— Passage —
Immunologists at St. Jude Children’s Research Hospital have created a database that identifies gene-regulatory mechanisms in immune cells that facilitate Type 1 diabetes. The findings were published today in Nature Immunology.
Type 1 diabetes is an autoimmune disease in which the immune system attacks the body’s own cells. In Type 1 diabetes, immune cells called CD8 T cells kill insulin-producing islet cells in the pancreas. By creating an epigenetic “atlas,” the researchers revealed that these T cells have a dual biological personality. That dual personality enables the T cells to retain the ability to attack insulin-producing cells across successive generations of T cells.
“A major question has been why these T cells remain functional over long periods of time,” said senior author Ben Youngblood, Ph.D., of the St. Jude Department of Immunology. “Our research provides important insights into the stability of that response by establishing the central role of epigenetic programming in human T cell differentiation.”
Regulation through epigenetics
The activity of cells is governed by genetic and epigenetic regulation, control switches that give instructions to a cell. The epigenetic regulation mechanisms include a process called methylation in which methyl molecules can be plugged into DNA molecules at key points to suppress their genetic activity.
Youngblood and his team charted the pattern of methylation across the genome of CD8 T cells to understand the epigenetic programming that governs their development, or “differentiation,” from immature cells called stem-memory T cells. The researchers collected data on methylation patterns of a variety of T cells, ranging from naïve— not yet possessing the ability to attack—to active effector cells.
From the atlas, investigators discovered that the diabetes-causing T cells possessed a dual personality of both naïve and effector-associated epigenetic programs, revealing for the first time that the cells were epigenetic hybrids, possessing both programs.
The researchers also performed the same analysis on mouse CD8 T cells, revealing they also showed such a dual personality.

— Information shown —
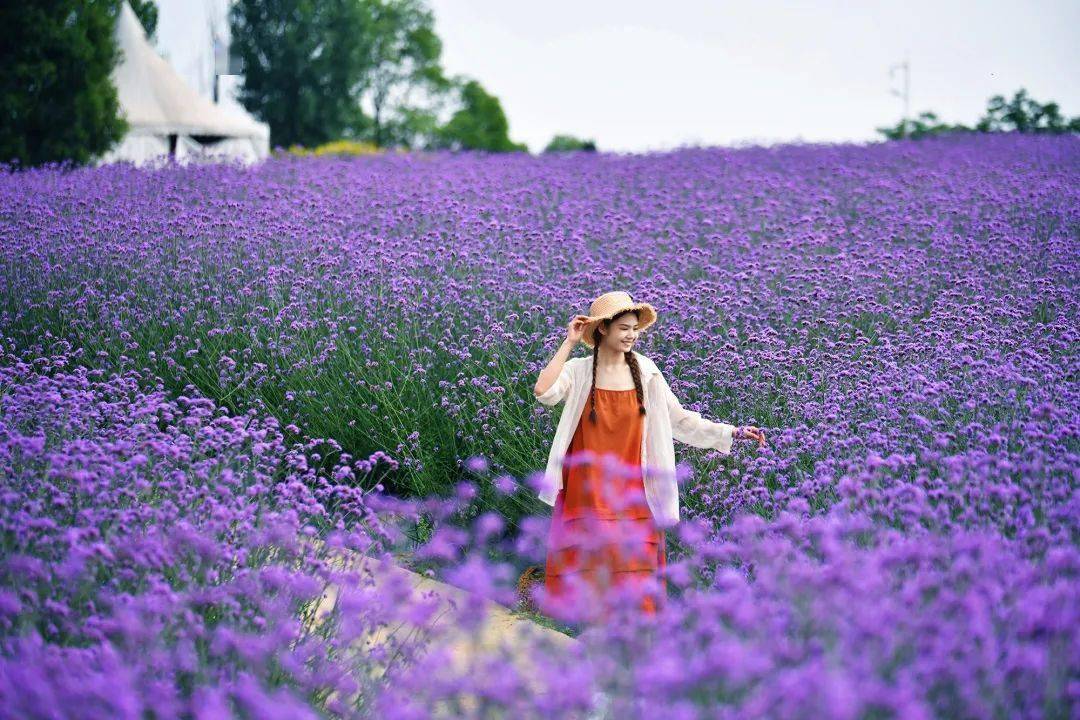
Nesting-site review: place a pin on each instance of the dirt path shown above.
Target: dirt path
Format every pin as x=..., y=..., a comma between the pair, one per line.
x=501, y=634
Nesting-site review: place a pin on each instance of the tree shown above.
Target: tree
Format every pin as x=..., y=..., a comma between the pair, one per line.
x=1021, y=114
x=146, y=11
x=569, y=144
x=404, y=60
x=56, y=95
x=923, y=125
x=480, y=124
x=1024, y=114
x=305, y=65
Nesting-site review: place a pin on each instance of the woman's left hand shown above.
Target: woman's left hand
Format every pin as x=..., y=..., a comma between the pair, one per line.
x=750, y=433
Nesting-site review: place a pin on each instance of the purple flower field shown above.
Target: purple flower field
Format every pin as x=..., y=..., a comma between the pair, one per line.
x=204, y=368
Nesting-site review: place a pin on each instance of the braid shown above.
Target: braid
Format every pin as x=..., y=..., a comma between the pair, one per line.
x=636, y=372
x=592, y=391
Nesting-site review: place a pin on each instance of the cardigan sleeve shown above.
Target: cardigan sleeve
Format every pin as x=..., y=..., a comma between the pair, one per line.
x=691, y=429
x=559, y=389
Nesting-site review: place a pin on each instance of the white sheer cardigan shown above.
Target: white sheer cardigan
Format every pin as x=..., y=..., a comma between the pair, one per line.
x=665, y=421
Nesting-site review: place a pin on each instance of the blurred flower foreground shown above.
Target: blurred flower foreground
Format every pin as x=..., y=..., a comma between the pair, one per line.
x=235, y=403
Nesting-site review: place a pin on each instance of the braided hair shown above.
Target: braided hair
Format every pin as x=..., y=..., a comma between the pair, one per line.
x=635, y=370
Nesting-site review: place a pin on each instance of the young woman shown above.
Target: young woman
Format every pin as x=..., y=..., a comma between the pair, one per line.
x=610, y=472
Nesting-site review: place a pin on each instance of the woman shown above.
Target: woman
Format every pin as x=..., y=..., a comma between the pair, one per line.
x=617, y=489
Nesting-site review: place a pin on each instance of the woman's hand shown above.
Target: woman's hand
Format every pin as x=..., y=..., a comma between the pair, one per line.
x=750, y=433
x=576, y=328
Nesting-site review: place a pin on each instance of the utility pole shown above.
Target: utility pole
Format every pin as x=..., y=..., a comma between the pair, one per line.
x=904, y=94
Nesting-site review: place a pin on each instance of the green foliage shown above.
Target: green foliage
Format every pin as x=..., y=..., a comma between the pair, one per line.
x=569, y=144
x=1024, y=114
x=304, y=64
x=56, y=96
x=404, y=59
x=146, y=11
x=480, y=124
x=310, y=69
x=1020, y=114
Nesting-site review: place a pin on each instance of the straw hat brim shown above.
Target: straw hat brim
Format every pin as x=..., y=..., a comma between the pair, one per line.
x=646, y=316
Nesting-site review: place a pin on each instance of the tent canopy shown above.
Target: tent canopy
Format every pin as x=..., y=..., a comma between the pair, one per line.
x=158, y=103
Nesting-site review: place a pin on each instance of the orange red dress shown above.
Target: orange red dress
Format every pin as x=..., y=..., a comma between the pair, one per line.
x=603, y=534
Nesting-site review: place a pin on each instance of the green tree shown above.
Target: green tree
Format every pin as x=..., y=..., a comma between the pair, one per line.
x=569, y=144
x=923, y=125
x=1024, y=114
x=1020, y=114
x=404, y=56
x=480, y=124
x=305, y=65
x=146, y=11
x=56, y=96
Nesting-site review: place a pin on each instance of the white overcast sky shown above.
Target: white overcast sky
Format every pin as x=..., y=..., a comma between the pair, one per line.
x=638, y=76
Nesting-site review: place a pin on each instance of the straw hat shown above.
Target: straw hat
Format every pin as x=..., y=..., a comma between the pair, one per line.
x=610, y=304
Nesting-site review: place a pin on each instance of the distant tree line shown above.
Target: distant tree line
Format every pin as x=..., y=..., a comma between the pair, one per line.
x=1020, y=114
x=364, y=70
x=57, y=102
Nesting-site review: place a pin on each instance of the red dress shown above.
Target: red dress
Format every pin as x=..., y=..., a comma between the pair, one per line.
x=602, y=530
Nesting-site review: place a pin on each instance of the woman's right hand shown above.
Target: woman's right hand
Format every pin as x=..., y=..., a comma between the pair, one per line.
x=576, y=328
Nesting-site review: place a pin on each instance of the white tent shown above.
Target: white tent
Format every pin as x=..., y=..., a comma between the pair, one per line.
x=166, y=117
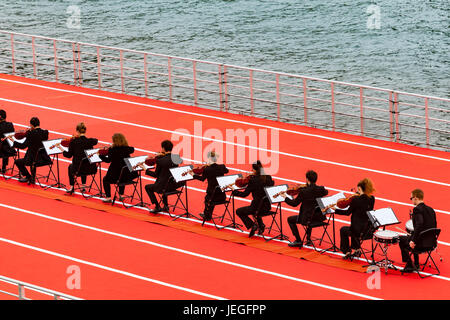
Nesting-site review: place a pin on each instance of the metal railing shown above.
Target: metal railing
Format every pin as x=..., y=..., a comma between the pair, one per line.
x=22, y=286
x=334, y=105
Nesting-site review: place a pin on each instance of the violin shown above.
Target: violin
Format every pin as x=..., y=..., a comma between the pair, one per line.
x=292, y=190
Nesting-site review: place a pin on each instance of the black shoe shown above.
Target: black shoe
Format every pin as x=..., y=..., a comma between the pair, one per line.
x=253, y=230
x=296, y=244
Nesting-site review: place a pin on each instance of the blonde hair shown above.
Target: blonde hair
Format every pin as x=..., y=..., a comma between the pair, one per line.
x=119, y=140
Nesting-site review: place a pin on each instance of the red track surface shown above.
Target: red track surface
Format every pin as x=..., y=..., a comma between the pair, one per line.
x=341, y=161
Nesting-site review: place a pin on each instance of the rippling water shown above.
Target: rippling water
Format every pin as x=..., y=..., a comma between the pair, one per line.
x=325, y=39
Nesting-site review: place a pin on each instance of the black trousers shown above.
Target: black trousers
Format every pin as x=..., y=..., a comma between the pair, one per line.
x=72, y=173
x=244, y=213
x=293, y=221
x=405, y=248
x=107, y=187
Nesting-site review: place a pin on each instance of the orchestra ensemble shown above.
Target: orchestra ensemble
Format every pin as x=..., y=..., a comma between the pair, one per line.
x=303, y=196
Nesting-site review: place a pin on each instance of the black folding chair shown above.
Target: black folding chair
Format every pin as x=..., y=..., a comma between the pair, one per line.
x=434, y=234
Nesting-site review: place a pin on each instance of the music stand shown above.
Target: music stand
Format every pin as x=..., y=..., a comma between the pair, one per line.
x=274, y=195
x=228, y=184
x=182, y=174
x=51, y=148
x=134, y=165
x=11, y=144
x=93, y=157
x=323, y=203
x=382, y=218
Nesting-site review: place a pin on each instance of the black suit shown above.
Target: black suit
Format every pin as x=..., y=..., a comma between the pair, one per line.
x=423, y=218
x=76, y=150
x=164, y=181
x=359, y=223
x=6, y=150
x=116, y=157
x=260, y=204
x=213, y=192
x=307, y=213
x=34, y=155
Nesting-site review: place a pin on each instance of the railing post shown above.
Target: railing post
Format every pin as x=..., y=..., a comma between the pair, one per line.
x=277, y=80
x=427, y=124
x=99, y=68
x=305, y=102
x=55, y=54
x=12, y=55
x=333, y=111
x=169, y=71
x=122, y=72
x=145, y=75
x=194, y=74
x=252, y=102
x=33, y=48
x=361, y=107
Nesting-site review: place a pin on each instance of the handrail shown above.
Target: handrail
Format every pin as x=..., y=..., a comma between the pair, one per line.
x=24, y=285
x=335, y=105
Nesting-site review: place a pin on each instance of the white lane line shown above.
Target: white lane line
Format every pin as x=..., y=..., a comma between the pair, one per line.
x=202, y=190
x=228, y=120
x=226, y=142
x=125, y=273
x=190, y=253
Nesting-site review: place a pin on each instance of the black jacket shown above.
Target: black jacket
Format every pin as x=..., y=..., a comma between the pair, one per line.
x=164, y=182
x=76, y=150
x=211, y=173
x=256, y=187
x=116, y=157
x=308, y=198
x=33, y=143
x=359, y=222
x=423, y=218
x=5, y=149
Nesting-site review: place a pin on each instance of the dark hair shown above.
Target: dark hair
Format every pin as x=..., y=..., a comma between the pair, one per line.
x=417, y=193
x=167, y=145
x=311, y=176
x=35, y=122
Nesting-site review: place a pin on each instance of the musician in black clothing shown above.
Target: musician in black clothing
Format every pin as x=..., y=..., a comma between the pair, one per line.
x=213, y=192
x=164, y=181
x=359, y=223
x=258, y=207
x=423, y=218
x=80, y=164
x=116, y=155
x=34, y=155
x=308, y=210
x=6, y=150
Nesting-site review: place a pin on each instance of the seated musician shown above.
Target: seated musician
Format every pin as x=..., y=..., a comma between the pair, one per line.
x=78, y=144
x=307, y=197
x=115, y=155
x=423, y=218
x=33, y=142
x=256, y=184
x=359, y=223
x=6, y=150
x=213, y=193
x=164, y=161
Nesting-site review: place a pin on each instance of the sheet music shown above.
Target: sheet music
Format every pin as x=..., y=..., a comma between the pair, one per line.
x=50, y=148
x=272, y=191
x=180, y=173
x=92, y=155
x=228, y=181
x=326, y=201
x=134, y=161
x=8, y=134
x=384, y=216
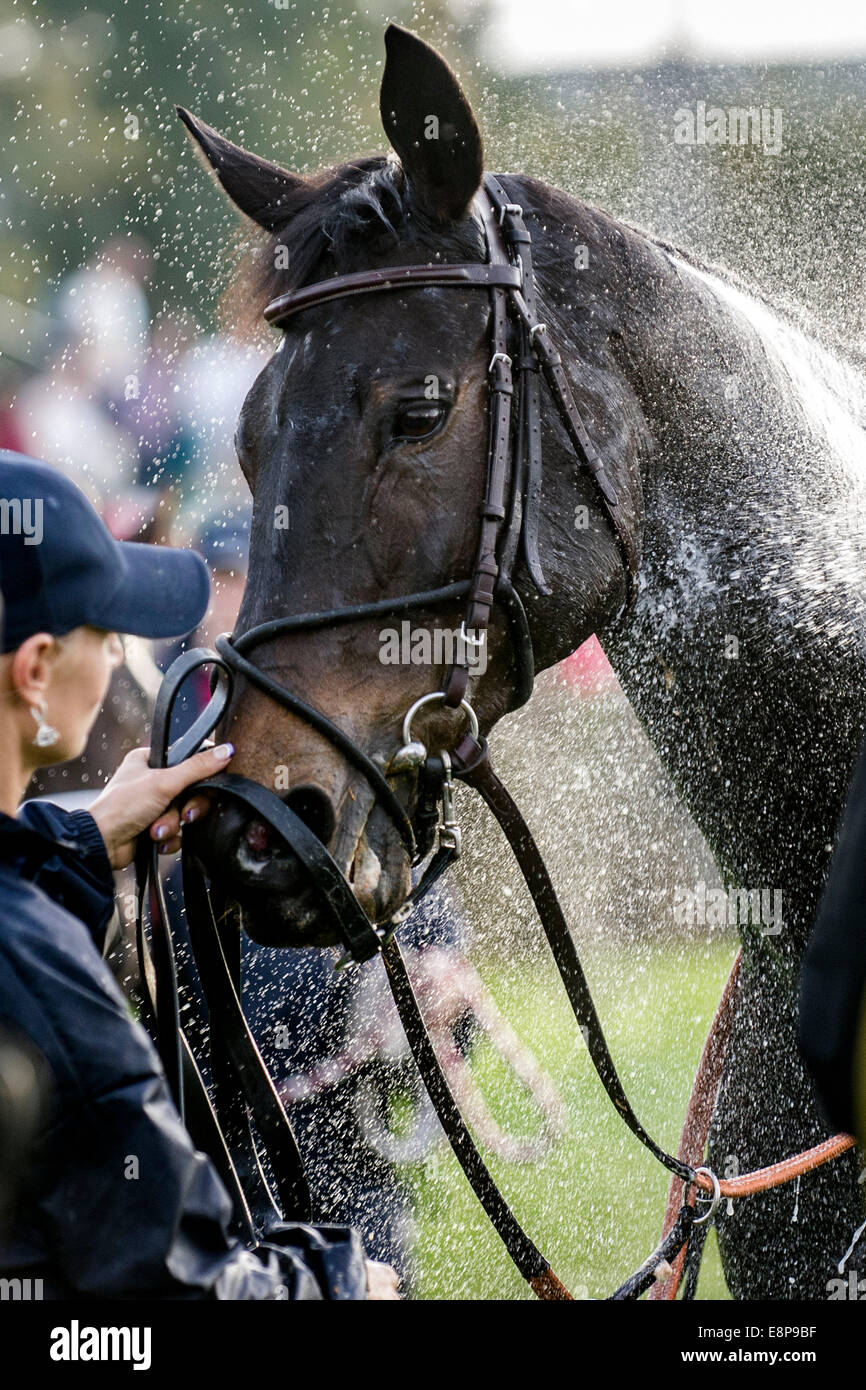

— Task list —
a – Summarize the passage on Type 1 diabetes T cells in two sentences.
b – Continue the passage on Type 1 diabetes T cells from its last sentence.
The material plays no part in what comes next.

— Answers provided —
a – St. Jude immunologists built an epigenetic atlas by charting DNA methylation patterns in CD8 T cells, the immune cells that kill insulin-producing islet cells in Type 1 diabetes. They found that the diabetes-causing T cells are epigenetic hybrids carrying both naïve and effector-associated programs, a dual personality that lets successive generations of these cells keep attacking insulin-producing cells and that mouse CD8 T cells also showed.

b –
Understanding a dual personality
A key to understanding both the human and mouse atlas was a multipotency index developed by co-authors Yiping Fan, Ph.D., of the St. Jude Center for Applied Bioinformatics, and Caitlin Zebley, M.D., a clinical fellow in the Department of Immunology. Through cutting-edge, machine-learning approaches, Fan and Zebley interrogated this data to understand the differentiation status of the autoreactive T cells. Using this novel index, they were able show that methylation sites across the T cells’ genome can be used to predict a T cell’s differentiation.
The autoreactive CD8 T cells scored high on the index, revealing their preservation of the less-differentiated hybrid state. The atlas and the multipotency index offer important new tools for developing treatments and diagnosis of Type 1 diabetes.
“We now have an epigenetic signature for these cells that we can use to explore treatments for Type 1 diabetes that induce immunological tolerance of these T cells to prevent their attack on islet cells,” Youngblood said.
The index could be used as the basis for a diagnostic tool to predict which patients would respond to therapies that encourage that tolerance. To advance this work, Youngblood and his colleagues are collaborating with the Immune Tolerance Network to examine data from past clinical trials to see whether the index could predict which patients would respond to such therapies and which would not. The ITN, funded by the National Institute of Allergy and Infectious Diseases, is a collaboration of researchers aimed at developing immune tolerance therapies.